Liste des tâches:
**a)** Dans l'entretien sur la course à pied, combien de temps faut-il pour changer profondément la biomécanique d'un geste ?
**b)** Recopiez mot pour mot le passage de l'entretien sur la course à pied allant de « Les personnes viennent » jusqu'à « un compétiteur ? ».

Passage extrait:
---+---

Entetrien (Unrated version) – Ostéomag – Janvier 2015
Frédéric Brigaud, ostéopathe de formation, est auteur de « La course à pied – Posture, Biomécanique, Performance » dans lequel il décrit son concept d’empilement articulaire dynamique appliqué à la course. Il se définit aujourd’hui « consultant en biomécanique humaine » et nous présente sa prise en charge du coureur et son intérêt pour un travail actif d’éducation et de rééducation posturale et de correction de la gestuelle dans le mouvement. de la course à pied.
Vous vous êtes éloigné de la prise en charge ostéopathique classique, pourquoi?
Ostéopathe auprès de sportifs de haut niveau, je me suis aperçu assez rapidement dans ma pratique qu’une prise en charge ostéopathique passive et la correction des dysfonctions articulaires sur table palliaient seulement pour un temps les déséquilibres articulaires et posturaux responsables d’une grande majorité des pathologies chez le sportif, sans les corriger réellement.
Dans le cas de la course à pied, le problème est une question de fond. Peu de personnes à ma connaissance ont conscience de l’importance de la part technique de cette discipline ; Pourtant il est possible et même parfois nécessaire de faire évoluer la gestuelle. C’est pourquoi, depuis plus de 18 ans, je propose une prise en charge active basée sur l’analyse du geste et de la biomécanique, pour ne pas dire de la biodynamique, qui en découle. A partir de cela il va être possible de faire évoluer toute gestuelle. En règle générale, lorsque l’on veut progresser en course à pied, on cherche surtout à développer les capacités physiologiques, il suffit pour cela de regarder les magazines de running qui proposent surtout des plans d’entrainement. Or, on s’aperçoit en consultation que de nombreux patients ont des défauts de posture de course en lien avec les pathologies pour lesquelles ils consultent. Peu de personnes ont conscience qu’en modifiant la gestuelle il est possible de corriger par exemple un pied pronateur sans avoir recours à des chaussures ou semelles correctrices (en dehors de toutes pathologies ou malformations).
Quelles sont les attentes des sportifs qui vous consultent et quel type de relations mettez-vous en place ?
Les personnes viennent me consulter pour faire évaluer leur gestuelle (la façon dont ils orchestrent leur corps dans le mouvement), pour savoir vers quoi il leur est possible de tendre, puis pour développer les capacités physiques et biomécaniques nécessaires qui leur permettront de faire évoluer leur façon de courir, leur « démarche », dans un souci d’efficience et de préservation. Cette approche responsabilise la personne et favorise l’autogestion ; elle ne se pose pas sur la table en attendant de recevoir un traitement, elle travaille pour elle-même et prend conscience qu’elle peut être responsable de ses propres maux.
Quels sont les points spécifiques que vous mettez en place avec un sportif de haut niveau ou en tout cas avec un compétiteur ?
Il ne suffit pas de développer ses capacités physiques pour être performant et rester loin des blessures. Il faut aussi bien souvent réapprendre le geste spécifique à la course. Changer profondément la biomécanique d’un geste prend du temps, entre 6 mois et trois ans. Le sportif doit donc bien différencier les temps de travail à visée posturo-dynamique avec son entraînement classique. Il doit savoir aussi que le changement va se faire de lui-même mais très progressivement.

---+---

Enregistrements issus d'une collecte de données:
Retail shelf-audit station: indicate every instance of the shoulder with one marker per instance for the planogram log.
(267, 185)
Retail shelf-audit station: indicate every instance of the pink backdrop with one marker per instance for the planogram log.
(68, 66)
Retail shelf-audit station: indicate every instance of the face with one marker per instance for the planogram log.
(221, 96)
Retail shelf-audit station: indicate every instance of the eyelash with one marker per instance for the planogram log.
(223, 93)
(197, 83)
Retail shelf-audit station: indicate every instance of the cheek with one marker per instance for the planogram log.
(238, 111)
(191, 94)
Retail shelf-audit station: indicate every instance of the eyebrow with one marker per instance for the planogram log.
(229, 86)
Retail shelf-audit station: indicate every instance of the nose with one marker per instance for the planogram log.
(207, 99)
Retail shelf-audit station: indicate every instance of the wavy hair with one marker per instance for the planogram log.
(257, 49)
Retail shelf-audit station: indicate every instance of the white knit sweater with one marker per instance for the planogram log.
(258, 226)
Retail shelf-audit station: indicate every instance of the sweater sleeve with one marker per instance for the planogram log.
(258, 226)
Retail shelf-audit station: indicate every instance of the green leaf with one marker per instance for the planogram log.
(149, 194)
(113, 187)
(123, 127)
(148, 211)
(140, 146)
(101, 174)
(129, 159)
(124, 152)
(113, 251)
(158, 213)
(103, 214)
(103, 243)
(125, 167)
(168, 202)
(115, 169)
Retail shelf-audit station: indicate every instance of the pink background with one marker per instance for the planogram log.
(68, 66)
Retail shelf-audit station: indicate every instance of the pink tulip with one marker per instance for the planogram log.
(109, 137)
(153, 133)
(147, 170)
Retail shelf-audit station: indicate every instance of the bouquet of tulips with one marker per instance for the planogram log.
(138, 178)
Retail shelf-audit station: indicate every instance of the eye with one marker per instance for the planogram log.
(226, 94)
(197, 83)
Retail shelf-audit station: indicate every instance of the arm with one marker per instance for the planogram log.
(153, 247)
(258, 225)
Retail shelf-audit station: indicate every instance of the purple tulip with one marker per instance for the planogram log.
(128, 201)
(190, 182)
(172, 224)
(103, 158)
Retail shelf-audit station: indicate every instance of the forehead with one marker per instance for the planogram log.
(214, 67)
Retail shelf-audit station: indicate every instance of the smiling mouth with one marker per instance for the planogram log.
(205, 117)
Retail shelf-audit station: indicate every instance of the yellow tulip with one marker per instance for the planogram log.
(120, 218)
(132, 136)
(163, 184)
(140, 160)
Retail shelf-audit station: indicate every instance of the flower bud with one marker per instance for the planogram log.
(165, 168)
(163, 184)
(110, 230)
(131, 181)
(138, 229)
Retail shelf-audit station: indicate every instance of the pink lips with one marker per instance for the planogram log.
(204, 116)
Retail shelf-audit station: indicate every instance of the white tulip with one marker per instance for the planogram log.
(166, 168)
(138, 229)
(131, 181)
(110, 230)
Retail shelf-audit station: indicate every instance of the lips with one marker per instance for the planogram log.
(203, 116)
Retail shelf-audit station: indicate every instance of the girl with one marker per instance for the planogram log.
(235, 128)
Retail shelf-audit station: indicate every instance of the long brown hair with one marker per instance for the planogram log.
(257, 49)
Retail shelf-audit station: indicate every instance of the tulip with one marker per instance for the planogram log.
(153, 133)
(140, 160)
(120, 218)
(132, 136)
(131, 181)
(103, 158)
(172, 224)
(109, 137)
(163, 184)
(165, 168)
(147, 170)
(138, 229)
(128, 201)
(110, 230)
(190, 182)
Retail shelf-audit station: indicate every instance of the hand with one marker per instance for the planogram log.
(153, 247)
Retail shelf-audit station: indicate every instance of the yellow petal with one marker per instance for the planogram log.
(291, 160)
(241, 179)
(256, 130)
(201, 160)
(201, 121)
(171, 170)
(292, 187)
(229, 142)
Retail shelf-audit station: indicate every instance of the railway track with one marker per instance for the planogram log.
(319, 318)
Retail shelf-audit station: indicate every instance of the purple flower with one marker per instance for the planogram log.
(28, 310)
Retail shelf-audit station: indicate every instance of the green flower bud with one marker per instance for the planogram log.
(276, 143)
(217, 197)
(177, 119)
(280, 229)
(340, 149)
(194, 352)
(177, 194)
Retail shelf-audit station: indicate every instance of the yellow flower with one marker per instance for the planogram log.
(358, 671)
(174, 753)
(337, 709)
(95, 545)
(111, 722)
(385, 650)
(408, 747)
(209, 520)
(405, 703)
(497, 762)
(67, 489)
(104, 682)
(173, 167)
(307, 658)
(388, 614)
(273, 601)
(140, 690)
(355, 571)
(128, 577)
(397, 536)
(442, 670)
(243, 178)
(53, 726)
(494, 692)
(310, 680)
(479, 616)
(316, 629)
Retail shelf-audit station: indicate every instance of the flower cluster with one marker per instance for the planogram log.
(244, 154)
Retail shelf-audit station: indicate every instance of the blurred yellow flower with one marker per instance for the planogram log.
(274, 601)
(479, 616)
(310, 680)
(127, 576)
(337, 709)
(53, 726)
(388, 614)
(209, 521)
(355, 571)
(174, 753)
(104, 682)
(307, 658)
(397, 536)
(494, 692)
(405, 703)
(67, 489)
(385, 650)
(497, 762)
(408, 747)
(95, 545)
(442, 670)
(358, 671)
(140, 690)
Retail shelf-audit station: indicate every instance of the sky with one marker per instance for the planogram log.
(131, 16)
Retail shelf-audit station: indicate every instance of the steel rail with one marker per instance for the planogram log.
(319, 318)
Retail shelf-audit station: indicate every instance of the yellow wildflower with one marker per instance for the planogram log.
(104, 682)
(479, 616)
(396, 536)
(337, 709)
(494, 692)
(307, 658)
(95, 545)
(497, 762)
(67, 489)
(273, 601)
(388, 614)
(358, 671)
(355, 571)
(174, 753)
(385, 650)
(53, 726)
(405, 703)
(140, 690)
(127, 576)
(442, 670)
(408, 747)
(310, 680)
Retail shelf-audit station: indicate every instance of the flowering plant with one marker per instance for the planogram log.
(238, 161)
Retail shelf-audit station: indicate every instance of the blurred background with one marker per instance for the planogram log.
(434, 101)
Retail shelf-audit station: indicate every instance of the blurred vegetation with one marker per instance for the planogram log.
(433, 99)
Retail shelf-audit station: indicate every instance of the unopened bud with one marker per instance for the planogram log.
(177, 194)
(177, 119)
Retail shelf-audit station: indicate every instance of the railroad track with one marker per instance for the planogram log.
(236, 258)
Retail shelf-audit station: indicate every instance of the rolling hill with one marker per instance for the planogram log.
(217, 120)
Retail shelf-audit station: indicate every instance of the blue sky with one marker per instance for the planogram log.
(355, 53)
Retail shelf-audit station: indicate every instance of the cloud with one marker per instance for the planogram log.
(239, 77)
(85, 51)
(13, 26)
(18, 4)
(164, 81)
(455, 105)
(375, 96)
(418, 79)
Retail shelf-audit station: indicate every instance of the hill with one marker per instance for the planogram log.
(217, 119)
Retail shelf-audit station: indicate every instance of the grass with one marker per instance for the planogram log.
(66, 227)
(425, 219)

---+---

Réponses par tâche:
**a)** Entre 6 mois et trois ans.

**b)**
Les personnes viennent me consulter pour faire évaluer leur gestuelle (la façon dont ils orchestrent leur corps dans le mouvement), pour savoir vers quoi il leur est possible de tendre, puis pour développer les capacités physiques et biomécaniques nécessaires qui leur permettront de faire évoluer leur façon de courir, leur « démarche », dans un souci d’efficience et de préservation. Cette approche responsabilise la personne et favorise l’autogestion ; elle ne se pose pas sur la table en attendant de recevoir un traitement, elle travaille pour elle-même et prend conscience qu’elle peut être responsable de ses propres maux.
Quels sont les points spécifiques que vous mettez en place avec un sportif de haut niveau ou en tout cas avec un compétiteur ?